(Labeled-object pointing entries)
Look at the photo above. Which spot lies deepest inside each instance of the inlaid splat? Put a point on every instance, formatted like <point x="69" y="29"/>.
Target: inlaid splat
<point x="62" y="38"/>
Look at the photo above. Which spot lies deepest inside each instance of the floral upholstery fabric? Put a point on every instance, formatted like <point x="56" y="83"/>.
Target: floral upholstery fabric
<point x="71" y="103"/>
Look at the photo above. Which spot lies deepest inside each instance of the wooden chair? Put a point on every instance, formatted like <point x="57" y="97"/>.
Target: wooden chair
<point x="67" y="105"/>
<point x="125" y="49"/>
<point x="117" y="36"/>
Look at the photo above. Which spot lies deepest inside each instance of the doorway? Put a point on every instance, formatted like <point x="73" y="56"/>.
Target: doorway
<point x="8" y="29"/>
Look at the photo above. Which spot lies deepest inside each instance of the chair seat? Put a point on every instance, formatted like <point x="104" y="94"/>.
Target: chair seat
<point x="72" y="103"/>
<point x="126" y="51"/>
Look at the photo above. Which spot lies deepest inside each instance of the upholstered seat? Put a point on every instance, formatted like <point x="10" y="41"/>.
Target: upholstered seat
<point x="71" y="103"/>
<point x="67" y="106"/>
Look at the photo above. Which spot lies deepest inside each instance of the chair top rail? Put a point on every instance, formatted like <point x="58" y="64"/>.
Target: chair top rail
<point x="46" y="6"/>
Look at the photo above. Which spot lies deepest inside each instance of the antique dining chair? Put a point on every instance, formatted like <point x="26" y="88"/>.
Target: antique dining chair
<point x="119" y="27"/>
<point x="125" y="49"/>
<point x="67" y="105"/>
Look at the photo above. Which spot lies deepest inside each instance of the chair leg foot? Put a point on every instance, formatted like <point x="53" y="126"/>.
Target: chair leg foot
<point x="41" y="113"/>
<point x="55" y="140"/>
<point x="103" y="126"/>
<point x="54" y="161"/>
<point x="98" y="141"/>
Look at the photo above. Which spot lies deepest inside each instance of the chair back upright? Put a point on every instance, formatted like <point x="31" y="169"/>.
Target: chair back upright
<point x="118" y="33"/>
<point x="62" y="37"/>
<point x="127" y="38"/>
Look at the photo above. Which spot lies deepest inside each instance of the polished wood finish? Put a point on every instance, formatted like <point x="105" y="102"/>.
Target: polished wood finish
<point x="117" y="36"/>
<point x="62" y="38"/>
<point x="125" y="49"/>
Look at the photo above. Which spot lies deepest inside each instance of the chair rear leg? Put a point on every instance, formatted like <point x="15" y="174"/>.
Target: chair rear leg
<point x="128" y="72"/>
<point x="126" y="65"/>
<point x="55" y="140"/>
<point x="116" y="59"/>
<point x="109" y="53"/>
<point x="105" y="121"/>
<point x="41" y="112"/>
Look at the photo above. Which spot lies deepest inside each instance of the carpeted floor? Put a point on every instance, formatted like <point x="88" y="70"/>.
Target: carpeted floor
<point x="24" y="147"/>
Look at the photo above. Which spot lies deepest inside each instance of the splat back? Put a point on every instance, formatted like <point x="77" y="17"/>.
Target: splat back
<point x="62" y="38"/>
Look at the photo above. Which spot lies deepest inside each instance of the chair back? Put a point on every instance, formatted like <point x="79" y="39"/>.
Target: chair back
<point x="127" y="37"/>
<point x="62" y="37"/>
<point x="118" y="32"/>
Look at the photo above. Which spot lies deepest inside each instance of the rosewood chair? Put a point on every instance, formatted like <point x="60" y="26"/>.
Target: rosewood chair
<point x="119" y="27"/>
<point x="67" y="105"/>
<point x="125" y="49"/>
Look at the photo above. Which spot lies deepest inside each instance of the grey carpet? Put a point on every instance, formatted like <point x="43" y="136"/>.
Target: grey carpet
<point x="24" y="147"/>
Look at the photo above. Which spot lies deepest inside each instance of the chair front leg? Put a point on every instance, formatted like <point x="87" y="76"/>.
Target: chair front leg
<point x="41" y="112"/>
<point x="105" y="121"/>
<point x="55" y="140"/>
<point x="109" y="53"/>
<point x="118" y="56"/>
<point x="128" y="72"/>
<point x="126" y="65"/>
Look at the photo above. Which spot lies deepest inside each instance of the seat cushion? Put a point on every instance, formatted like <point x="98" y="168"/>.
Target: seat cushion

Description of the task => Reproduce the full listing word for word.

Worked answer =>
Look at the photo above. Which spot lies deepest inside each instance of the inlaid splat? Put a point on every instance, formatted like <point x="69" y="29"/>.
Target: inlaid splat
<point x="62" y="38"/>
Look at the photo above. Which spot lies deepest inside each instance of the floral upholstery fabric? Put a point on every instance, formatted like <point x="56" y="83"/>.
Target: floral upholstery fabric
<point x="71" y="103"/>
Look at the photo above. Which spot lies deepest inside each instance of the wooden chair? Put a point on every instance, formatted like <point x="57" y="97"/>.
Target: wooden chair
<point x="67" y="105"/>
<point x="125" y="49"/>
<point x="117" y="36"/>
Look at the photo above. Which spot lies deepest inside each instance of the doorway? Put a point on every instance, formatted like <point x="73" y="56"/>.
Target: doorway
<point x="8" y="29"/>
Look at the photo above. Which spot lies deepest inside each instance of the chair seat? Put a point on every instance, formatted like <point x="104" y="94"/>.
Target: chair seat
<point x="72" y="103"/>
<point x="126" y="51"/>
Look at the photo above. Which spot lies deepest inside each instance of the upholstered seat? Put a point on every instance, formatted like <point x="10" y="41"/>.
Target: upholstered seat
<point x="71" y="103"/>
<point x="67" y="106"/>
Look at the photo above. Which spot lies deepest inside each instance of the chair top rail? Put a point on every instance, formatted like <point x="58" y="64"/>.
Target: chair top rail
<point x="46" y="6"/>
Look at the photo above. Which spot lies deepest inside each instance of the antique dining chair? Put a point on every instance, formatted like <point x="26" y="88"/>.
Target: antique dining chair
<point x="119" y="27"/>
<point x="125" y="49"/>
<point x="67" y="105"/>
Look at the photo above. Which spot lies deepest inside each instance of the chair leg foot? Put a point on every instance, formatted like <point x="53" y="126"/>.
Target: chair leg foot
<point x="41" y="113"/>
<point x="55" y="140"/>
<point x="103" y="126"/>
<point x="54" y="161"/>
<point x="98" y="141"/>
Look at the photo above. Which spot lies deepest inside each instance of the chair back upright? Put a point on every instance, formatted like <point x="31" y="169"/>.
Target: chair back upright
<point x="118" y="33"/>
<point x="62" y="37"/>
<point x="127" y="38"/>
Look at the photo above. Which spot lies deepest inside each instance of the polished wood finish? Put a point on every instance, formatted like <point x="105" y="102"/>.
Target: polished wood finish
<point x="117" y="36"/>
<point x="62" y="38"/>
<point x="125" y="49"/>
Look at the photo above. Which spot lies deepest inside each instance of the chair rear leg? Put a point on every instance, formatted like <point x="15" y="174"/>.
Target: chair rear leg
<point x="128" y="72"/>
<point x="126" y="65"/>
<point x="55" y="140"/>
<point x="116" y="59"/>
<point x="109" y="53"/>
<point x="105" y="121"/>
<point x="41" y="112"/>
Look at the photo above. Which spot lies deepest inside each instance of the carpeted floor? Put a point on every instance, formatted like <point x="88" y="70"/>.
Target: carpeted floor
<point x="24" y="147"/>
Look at the photo above. Which spot lies deepest inside each instance of the splat back? Put a point on every instance, formatted like <point x="77" y="17"/>.
Target: splat back
<point x="62" y="38"/>
Look at the photo above. Which spot lies deepest inside each instance of the chair back? Put a point on every instance, formatted like <point x="79" y="39"/>.
Target: chair back
<point x="127" y="37"/>
<point x="62" y="37"/>
<point x="118" y="32"/>
Look at the photo above. Which spot lies deepest inside each instance of the rosewood chair? Put a point on every instance, formatted like <point x="60" y="26"/>.
Target: rosewood chair
<point x="119" y="27"/>
<point x="67" y="105"/>
<point x="125" y="49"/>
Look at the photo above. Which spot lies deepest inside each instance of the grey carpet? Put a point on every instance, formatted like <point x="43" y="136"/>.
Target: grey carpet
<point x="24" y="147"/>
Look at the photo above. Which spot lies deepest inside each instance of the chair front leg? Put a point on every instance, formatted like <point x="87" y="76"/>.
Target: chair front leg
<point x="41" y="112"/>
<point x="105" y="121"/>
<point x="55" y="140"/>
<point x="109" y="53"/>
<point x="118" y="56"/>
<point x="128" y="72"/>
<point x="126" y="65"/>
Look at the photo above. Which spot lies deepest inside each instance of the seat cushion? Put a point on every instance, formatted like <point x="98" y="168"/>.
Target: seat cushion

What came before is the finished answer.